* [Page extract]
RANDOM LINKS FOR 8/27/11
Aug 27th, 2011 by Clark Humphrey

from alleewillis.com

  • The Martin Luther King Memorial in DC will not be dedicated this weekend as scheduled, due of course to the hurricane. That gives more time for critics to bash the whole thing—for being designed and built in China (allegedly by unpaid labor); for being backed by big corporate interests King might have protested against; and for generally depicting King as a “dreamer,” not the rabble rouser and afflicter of the comfortable he really was.
  • Veterans’ activists allege the suicide of a Ft. Lewis soldier a few weeks ago should be considered murder, committed by a military that utterly fails to tend to Iraq vets’ post-traumatic and other disorders.
  • Campagne, the longtime upscale Pike Place Market restaurant that’s produced the annual Post Alley Bastille Day fetes, will now be called “Marché.” I guess it’s OK since that outfit a couple blocks away isn’t using the word anymore.
  • The Boeing 787 was officially approved for passenger travel, more than three years behind schedule.
  • Erica C. Barnett asks why the $400,000 the City contributes toward Metro Transit’s potentially doomed Ride Free Area couldn’t instead be used to buy automatic ticket-selling machines. Because that’s not free downtown transit for the people who need it, that’s why!
  • In other transportation news, the Sightline Institute has the good news that young adults are driving a lot less these days.
  • MSNBC host Dylan Ratigan has a new name for the billionaires and their cronies grifting from the rest of us for their own needless gain—”corporate communism.”
  • Was your favorite American-made electric guitar built with endangered imported wood?

* [Task prompt] Give the new name that the links post says the Pike Place Market restaurant Campagne will be called.

* [Information provided]
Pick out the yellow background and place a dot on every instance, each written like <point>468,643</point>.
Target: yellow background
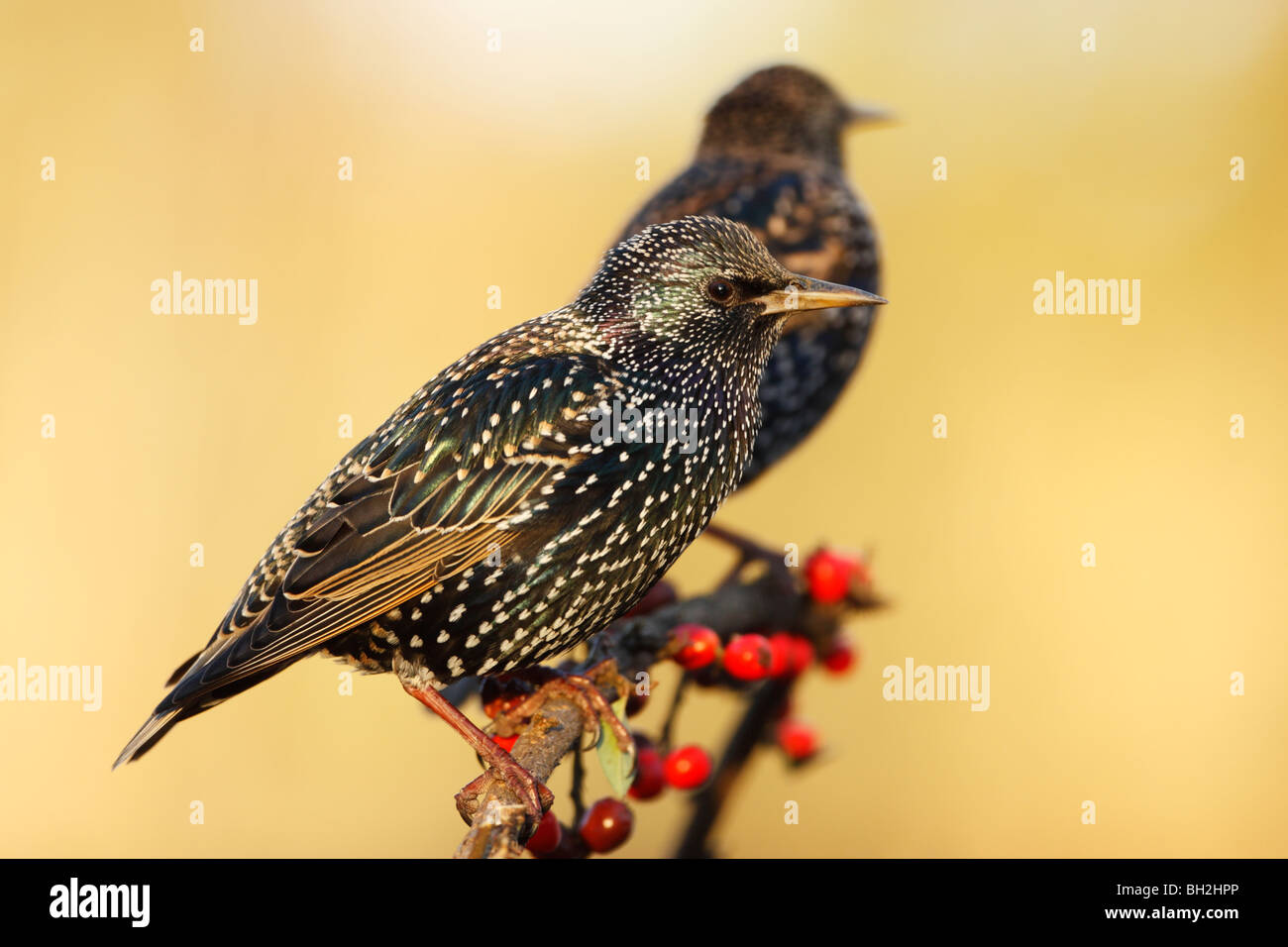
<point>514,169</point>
---
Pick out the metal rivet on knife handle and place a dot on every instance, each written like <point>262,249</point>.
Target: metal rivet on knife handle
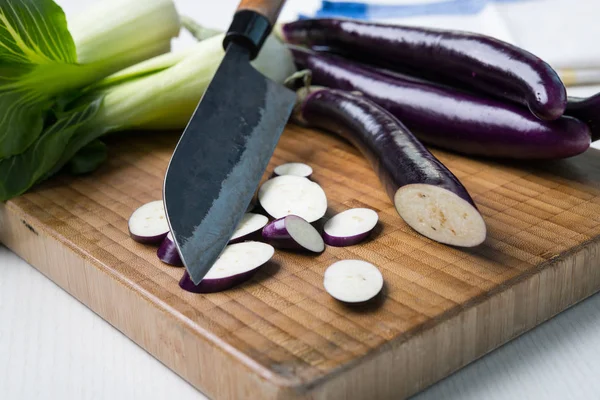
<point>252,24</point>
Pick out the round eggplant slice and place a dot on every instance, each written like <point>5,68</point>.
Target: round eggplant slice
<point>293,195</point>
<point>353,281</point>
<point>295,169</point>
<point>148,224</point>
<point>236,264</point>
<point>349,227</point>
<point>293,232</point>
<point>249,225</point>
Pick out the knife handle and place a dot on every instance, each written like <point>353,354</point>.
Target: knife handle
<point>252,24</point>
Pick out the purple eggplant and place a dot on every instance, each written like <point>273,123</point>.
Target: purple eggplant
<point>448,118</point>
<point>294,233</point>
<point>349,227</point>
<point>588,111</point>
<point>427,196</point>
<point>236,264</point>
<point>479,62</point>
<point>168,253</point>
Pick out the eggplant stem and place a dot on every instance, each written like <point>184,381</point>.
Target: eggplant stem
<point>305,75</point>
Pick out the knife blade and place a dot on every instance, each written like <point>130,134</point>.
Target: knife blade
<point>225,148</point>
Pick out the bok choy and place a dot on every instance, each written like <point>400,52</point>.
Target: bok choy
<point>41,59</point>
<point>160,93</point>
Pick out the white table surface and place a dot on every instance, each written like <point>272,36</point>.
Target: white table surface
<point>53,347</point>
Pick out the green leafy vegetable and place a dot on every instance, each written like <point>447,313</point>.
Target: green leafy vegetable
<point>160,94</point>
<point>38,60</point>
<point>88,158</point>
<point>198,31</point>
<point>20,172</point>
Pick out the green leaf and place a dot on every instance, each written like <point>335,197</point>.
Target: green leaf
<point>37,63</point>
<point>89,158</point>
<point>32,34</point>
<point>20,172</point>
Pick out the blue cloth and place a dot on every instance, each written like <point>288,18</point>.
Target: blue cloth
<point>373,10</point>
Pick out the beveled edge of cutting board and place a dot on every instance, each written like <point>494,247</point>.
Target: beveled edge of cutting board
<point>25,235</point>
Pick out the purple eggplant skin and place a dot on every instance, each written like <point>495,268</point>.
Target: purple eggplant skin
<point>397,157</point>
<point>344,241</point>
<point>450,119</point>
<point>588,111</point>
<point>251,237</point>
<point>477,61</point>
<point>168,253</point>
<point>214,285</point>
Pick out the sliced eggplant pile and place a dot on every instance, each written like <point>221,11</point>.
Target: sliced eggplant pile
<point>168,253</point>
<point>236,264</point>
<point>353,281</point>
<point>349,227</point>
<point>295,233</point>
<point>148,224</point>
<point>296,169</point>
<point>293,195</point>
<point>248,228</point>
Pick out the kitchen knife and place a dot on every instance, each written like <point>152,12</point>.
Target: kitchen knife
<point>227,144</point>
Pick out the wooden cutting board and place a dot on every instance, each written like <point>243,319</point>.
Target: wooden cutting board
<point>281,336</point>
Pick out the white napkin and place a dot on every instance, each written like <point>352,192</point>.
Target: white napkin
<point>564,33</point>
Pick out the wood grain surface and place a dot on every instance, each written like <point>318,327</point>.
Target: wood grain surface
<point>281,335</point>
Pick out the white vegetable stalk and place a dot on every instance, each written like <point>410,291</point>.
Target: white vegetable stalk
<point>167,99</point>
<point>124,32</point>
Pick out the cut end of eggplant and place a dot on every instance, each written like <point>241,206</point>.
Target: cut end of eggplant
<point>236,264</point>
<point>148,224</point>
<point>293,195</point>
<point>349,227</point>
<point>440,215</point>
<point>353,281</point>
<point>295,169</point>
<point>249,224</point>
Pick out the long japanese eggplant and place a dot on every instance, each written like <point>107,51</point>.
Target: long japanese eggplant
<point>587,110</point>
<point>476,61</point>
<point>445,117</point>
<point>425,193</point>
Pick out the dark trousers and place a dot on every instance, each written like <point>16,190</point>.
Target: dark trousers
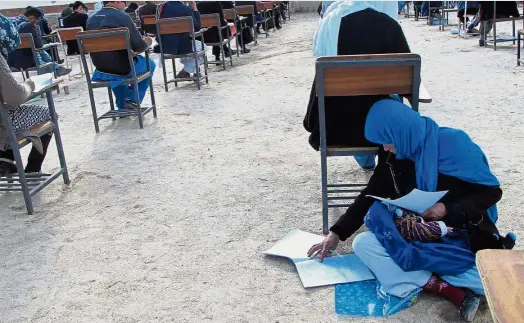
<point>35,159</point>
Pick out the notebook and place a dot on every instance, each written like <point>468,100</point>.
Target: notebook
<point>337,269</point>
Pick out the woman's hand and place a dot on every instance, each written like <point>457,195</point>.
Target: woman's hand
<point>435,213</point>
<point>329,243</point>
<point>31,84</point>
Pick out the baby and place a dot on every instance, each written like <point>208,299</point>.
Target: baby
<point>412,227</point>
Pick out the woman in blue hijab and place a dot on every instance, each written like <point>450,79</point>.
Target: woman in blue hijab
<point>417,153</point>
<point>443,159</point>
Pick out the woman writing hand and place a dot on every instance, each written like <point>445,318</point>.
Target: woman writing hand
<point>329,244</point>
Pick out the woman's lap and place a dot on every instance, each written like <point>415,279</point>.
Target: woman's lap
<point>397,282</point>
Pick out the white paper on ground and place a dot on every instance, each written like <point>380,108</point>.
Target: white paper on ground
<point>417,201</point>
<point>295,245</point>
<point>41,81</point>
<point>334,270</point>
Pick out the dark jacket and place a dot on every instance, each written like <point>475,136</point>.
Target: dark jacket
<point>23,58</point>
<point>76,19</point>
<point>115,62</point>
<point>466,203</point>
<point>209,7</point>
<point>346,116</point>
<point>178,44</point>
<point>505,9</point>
==
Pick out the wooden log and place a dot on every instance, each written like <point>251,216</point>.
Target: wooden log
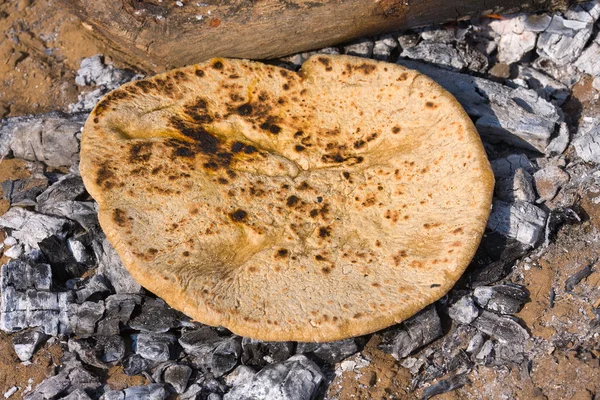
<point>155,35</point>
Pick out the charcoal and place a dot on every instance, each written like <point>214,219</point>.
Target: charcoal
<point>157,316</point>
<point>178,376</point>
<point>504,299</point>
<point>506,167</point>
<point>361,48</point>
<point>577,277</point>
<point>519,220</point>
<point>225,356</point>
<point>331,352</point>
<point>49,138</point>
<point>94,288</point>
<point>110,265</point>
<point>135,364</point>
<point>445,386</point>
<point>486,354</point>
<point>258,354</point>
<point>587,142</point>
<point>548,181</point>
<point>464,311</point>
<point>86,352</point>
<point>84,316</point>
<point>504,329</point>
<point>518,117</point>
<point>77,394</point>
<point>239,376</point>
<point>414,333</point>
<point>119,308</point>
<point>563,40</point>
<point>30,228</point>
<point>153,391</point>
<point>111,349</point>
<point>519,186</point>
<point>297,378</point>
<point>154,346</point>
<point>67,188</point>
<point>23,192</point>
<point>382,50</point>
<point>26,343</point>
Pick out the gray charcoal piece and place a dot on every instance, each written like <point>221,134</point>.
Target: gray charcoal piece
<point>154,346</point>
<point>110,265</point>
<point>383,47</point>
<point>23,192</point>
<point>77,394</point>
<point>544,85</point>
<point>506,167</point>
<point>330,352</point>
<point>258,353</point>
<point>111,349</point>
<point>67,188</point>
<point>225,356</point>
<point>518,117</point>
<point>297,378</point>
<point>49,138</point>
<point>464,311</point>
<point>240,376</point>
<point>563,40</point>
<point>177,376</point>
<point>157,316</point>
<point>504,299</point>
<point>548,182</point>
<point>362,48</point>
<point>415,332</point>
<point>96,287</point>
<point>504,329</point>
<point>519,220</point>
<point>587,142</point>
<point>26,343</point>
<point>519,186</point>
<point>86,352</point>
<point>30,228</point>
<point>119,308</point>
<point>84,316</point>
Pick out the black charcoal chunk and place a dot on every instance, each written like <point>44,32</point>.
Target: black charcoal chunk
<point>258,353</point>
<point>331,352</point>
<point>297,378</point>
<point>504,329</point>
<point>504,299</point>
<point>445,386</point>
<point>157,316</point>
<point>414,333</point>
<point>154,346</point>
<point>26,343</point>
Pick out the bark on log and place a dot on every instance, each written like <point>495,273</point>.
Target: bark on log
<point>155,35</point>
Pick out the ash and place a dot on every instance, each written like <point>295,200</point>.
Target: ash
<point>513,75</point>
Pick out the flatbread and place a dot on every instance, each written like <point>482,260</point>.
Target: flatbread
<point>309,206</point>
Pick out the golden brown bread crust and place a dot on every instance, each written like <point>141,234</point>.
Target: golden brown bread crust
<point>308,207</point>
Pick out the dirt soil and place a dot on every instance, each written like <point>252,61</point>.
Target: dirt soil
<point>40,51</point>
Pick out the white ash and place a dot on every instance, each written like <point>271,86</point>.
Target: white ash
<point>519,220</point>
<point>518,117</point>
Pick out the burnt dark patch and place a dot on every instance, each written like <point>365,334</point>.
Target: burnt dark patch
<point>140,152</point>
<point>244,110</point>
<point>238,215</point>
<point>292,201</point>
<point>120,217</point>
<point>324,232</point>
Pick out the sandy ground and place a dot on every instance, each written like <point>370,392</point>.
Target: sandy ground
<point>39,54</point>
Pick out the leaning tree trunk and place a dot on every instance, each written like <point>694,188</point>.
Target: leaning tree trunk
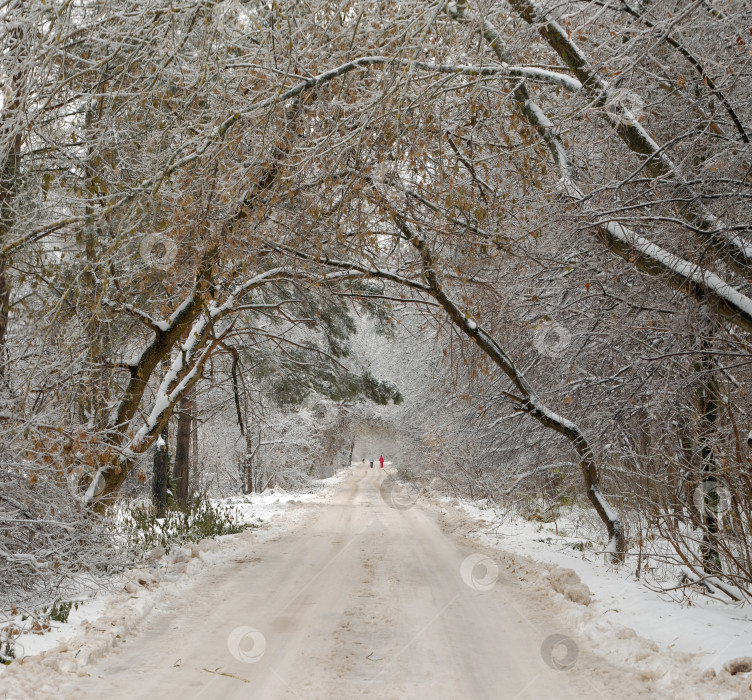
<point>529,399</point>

* [Exercise response] Marché